----- Document passage
Ray v. Taft

336 N.W.2d 469 | Mich. Ct. App. | 1983

125 Mich. App. 314 (1983)
336 N.W.2d 469

RAY
v.
TAFT

Docket Nos. 58840, 58873.

Michigan Court of Appeals.

Decided May 3, 1983.

Plunkett, Cooney, Rutt, Watters, Stanczyk & Pedersen (by Fred W. Gerow and Ernest R. Bazzana), for plaintiff.

M. Glenn Grossman, for defendant Albert T. Taft.

Bell & Hertler, P.C. (by John W. Bell), for defendant Pukoff.

Before: V.J. BRENNAN, P.J., and M.J. KELLY and J.M. GRAVES, JR.,[*] JJ.

J.M. GRAVES, JR., J.

On July 2, 1977, plaintiff, while operating his motorcycle, was struck from behind by an automobile driven by defendant St. Clair. Prior to the accident, defendant St. Clair had consumed beer at the Squire Pub. At that time, defendant Pukoff owned and operated the pub. On January 3, 1978, defendants Albert Taft and Dennis Taft were appointed co-receivers of the Squire Pub pursuant to their prior security interest in the pub's assets. However, the court order appointing them co-receivers was erroneously dated January 3, 1977. The liquor license which was associated with the Squire Pub was transferred *318 from the Tafts as co-receivers for Pukoff to Carmine F. Buffone on August 22, 1980.

On July 20, 1978, plaintiff filed his negligence complaint against defendant St. Clair. On April 18, 1979, plaintiff filed his first amended complaint which added a dramshop action, MCL 436.22(3); MSA 18.993(3), against "Albert T. Taft, Dennis H. Taft, doing business as The Squire Pub, jointly and individually". On January 17, 1980, plaintiff filed his second amended complaint which amended his dramshop action so as to name "Albert T. Taft, Dennis H. Taft, Harold Pukoff, doing business as The Squire Pub, jointly and severally". However, because of difficulties in serving process on defendant Pukoff, substituted service on Pukoff was not effective until sometime after July 9, 1980. Defendant Pukoff timely moved for accelerated judgment pursuant to GCR 1963, 116.1(5) on July 24, 1980, claiming that the two-year dramshop statute of limitations, MCL 436.22(5); MSA 18.993(5), barred the claim against him. The trial court granted Pukoff's motion for accelerated judgment.
----------
----- Material provided
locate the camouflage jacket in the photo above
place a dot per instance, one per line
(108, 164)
----------
* **Task prompt**
Summarize the Ray v. Taft opinion excerpt in two sentences.

* **Response below**
On July 2, 1977, the plaintiff was struck from behind on his motorcycle by a car driven by St. Clair, who had drunk beer beforehand at the Squire Pub, which Pukoff owned and operated at the time. The plaintiff's negligence complaint against St. Clair was amended to add a dramshop action against the Tafts and later Pukoff, and after service on Pukoff took effect sometime after July 9, 1980, the trial court granted his motion for accelerated judgment under the two-year dramshop statute of limitations.